● Parts of the exercise:
**a)** In the cigar forum thread, what is the only sale the shop is running now, according to cubanrob19?
**b)** From the cigar forum thread, copy the stretch from "No there not" through "built in punch." word for word.

● Document segment:
--- BEGIN ---

Looks like a T52 wrapper on the left. Maybe they mis labeled them...lol

Did you ask the people that worked there, maybe you can get an answer...


----------



## cubanrob19 (Jun 15, 2010)

zeebra said:


> Looks like a T52 wrapper on the left. Maybe they mis labeled them...lol
> 
> Did you ask the people that worked there, maybe you can get an answer...


No I prob should though. It was at Richmond Ave. cigars ... Ill give them a call later.


----------



## zeebra (Mar 26, 2010)

cubanrob19 said:


> No I prob should though. It was at Richmond Ave. cigars ... Ill give them a call later.


Ahh cool, I went there, Reino had recommended them to me. I only went because he told me that they were doing a sale or something...

Buy any torpedo or perfecto and get any other cigar of equal or lesser value free. Next time you go in, ask her if they still doing that.

I picked up some tat conujus 09s and got the t52s for free!


----------



## sirxlaughs (Nov 18, 2005)

The same tobacco can have different shades. Those inconsistencies are normal. If anything, I'd say the difference is probably from when they were made/boxed/shipped.


----------



## dav0 (Feb 7, 2011)

Poneill272 said:


> Read this page carefully, it may help answer your question.
> 
> Liga Privada No. 9 Cigars ~ Liga Privada No. 9 Cigars by Drew Estate in Belicoso Oscuro, Corona Doble, Parejo Oscuro, and Robusto Oscuro Formats Are Available in Boxes and Singles at Milan Tobacconists
> 
> What it basically bois down to is, the lp9 is a Puro, and the parejo is a toro vitola. With that said, all of mine say parejo Oscuro, and yet, I have toro, robusto, and Belicoso. So sorry if I confused you more.


That's odd Phil, all THREE say Parejo Oscuro? I think you better send me one of each for inspection as they may be fakes :evil:
Better yet, two of each so I can "inspect" them at different times (and by inspect I mean SMOKE!).


----------



## cubanrob19 (Jun 15, 2010)

zeebra said:


> Ahh cool, I went there, Reino had recommended them to me. I only went because he told me that they were doing a sale or something...
> 
> Buy any torpedo or perfecto and get any other cigar of equal or lesser value free. Next time you go in, ask her if they still doing that.
> 
> I picked up some tat conujus 09s and got the t52s for free!


Yea, I picked up a bunch of sticks on that sale also! I got 2 Padron 80th Anny's for the price of 1!

No there not running that sale anymore ... I was there yesterday and they told me the only sale they've got going on right now is if you buy 4 Monte 75ths and/or oscuros you get a free Monte slim cutter or Monte double torch lighter with built in punch.


----------



## cubanrob19 (Jun 15, 2010)

sirxlaughs said:


> The same tobacco can have different shades. Those inconsistencies are normal. If anything, I'd say the difference is probably from when they were made/boxed/shipped.


While it is true that sometimes the same tobacco can have different shades ... these two wrappers are not just a shade off, they look like 2 completely different wrappers. And on top of that, the labels are called out differently ... so its not just a different shade wrapper, these are two seperate lines.

--- END ---

● Given information:
--- BEGIN ---

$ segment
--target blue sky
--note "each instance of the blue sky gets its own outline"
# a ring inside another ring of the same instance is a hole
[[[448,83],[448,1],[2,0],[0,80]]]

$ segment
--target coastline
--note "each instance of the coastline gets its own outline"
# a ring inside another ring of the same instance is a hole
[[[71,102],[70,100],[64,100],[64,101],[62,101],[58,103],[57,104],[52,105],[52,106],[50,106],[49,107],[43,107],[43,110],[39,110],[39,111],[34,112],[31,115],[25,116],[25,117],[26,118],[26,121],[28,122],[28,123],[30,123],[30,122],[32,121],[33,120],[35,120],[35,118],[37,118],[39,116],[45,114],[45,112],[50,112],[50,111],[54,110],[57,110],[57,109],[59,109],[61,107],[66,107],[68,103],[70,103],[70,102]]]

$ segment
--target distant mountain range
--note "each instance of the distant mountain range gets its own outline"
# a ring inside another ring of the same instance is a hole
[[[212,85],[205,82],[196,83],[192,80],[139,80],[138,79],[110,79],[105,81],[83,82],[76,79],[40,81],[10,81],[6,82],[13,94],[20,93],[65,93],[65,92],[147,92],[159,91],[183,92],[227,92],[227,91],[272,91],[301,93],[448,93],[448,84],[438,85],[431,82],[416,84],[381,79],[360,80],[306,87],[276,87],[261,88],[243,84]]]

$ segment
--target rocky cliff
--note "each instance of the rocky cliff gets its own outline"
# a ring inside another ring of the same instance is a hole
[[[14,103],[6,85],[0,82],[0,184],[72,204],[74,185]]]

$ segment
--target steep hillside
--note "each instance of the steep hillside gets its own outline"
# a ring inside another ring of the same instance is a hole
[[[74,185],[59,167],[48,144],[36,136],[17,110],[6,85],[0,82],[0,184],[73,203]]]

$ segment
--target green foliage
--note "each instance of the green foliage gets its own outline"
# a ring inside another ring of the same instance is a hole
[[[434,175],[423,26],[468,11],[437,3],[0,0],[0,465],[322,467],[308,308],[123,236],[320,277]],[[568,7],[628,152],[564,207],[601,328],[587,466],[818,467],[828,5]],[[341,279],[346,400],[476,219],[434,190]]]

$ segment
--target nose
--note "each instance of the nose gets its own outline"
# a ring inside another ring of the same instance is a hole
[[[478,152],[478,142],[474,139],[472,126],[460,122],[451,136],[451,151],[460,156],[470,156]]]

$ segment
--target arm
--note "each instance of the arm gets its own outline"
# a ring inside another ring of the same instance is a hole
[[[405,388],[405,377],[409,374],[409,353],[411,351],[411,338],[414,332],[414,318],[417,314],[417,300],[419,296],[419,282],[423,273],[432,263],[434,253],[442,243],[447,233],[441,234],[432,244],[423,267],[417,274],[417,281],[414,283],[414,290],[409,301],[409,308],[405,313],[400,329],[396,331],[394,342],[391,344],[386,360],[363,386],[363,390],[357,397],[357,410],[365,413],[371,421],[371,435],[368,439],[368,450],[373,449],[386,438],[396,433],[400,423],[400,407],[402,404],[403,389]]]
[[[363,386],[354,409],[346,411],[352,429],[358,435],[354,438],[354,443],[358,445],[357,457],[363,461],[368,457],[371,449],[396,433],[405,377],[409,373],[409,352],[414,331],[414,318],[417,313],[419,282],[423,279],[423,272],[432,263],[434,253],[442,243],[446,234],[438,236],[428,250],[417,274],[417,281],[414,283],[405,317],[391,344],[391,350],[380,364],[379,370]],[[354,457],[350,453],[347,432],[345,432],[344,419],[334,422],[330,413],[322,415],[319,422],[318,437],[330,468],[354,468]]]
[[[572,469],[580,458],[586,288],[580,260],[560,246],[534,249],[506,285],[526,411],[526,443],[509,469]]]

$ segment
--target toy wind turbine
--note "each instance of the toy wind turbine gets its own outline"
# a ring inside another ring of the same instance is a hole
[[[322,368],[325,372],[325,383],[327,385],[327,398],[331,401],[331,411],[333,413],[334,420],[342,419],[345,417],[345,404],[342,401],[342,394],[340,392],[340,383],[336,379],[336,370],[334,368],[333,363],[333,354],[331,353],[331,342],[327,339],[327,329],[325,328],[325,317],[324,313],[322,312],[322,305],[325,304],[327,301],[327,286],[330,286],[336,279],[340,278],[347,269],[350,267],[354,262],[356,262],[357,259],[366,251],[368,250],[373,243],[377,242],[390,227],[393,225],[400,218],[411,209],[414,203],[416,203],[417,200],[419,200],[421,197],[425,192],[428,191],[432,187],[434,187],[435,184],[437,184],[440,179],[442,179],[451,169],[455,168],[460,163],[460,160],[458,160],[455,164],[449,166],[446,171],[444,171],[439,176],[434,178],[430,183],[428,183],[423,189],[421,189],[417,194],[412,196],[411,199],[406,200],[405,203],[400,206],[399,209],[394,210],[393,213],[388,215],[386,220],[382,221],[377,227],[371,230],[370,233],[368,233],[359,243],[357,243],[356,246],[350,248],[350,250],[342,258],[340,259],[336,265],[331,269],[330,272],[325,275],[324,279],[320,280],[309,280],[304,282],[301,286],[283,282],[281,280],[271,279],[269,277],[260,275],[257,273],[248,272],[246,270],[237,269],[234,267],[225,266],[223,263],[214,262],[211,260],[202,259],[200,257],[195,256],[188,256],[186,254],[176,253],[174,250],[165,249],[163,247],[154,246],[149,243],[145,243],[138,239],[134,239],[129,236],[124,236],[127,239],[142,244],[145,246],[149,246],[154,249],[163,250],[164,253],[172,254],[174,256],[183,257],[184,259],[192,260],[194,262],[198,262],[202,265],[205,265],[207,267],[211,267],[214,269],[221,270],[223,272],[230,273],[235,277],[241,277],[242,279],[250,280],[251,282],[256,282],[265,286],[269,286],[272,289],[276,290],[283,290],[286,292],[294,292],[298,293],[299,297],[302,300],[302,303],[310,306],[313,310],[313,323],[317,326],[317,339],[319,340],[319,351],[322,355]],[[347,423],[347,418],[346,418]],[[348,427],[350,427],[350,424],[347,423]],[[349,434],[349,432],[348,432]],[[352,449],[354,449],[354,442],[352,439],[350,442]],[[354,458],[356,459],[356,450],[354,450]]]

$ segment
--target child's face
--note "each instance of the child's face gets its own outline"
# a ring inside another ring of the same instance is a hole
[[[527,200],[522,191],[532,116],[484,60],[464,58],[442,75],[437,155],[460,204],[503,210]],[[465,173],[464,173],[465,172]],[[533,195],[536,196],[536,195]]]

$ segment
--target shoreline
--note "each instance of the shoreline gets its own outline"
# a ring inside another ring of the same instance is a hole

--- END ---

● Final results:
**a)** If you buy 4 Monte 75ths and/or oscuros, you get a free Monte slim cutter or a Monte double torch lighter with a built-in punch.

**b)**
No there not running that sale anymore ... I was there yesterday and they told me the only sale they've got going on right now is if you buy 4 Monte 75ths and/or oscuros you get a free Monte slim cutter or Monte double torch lighter with built in punch.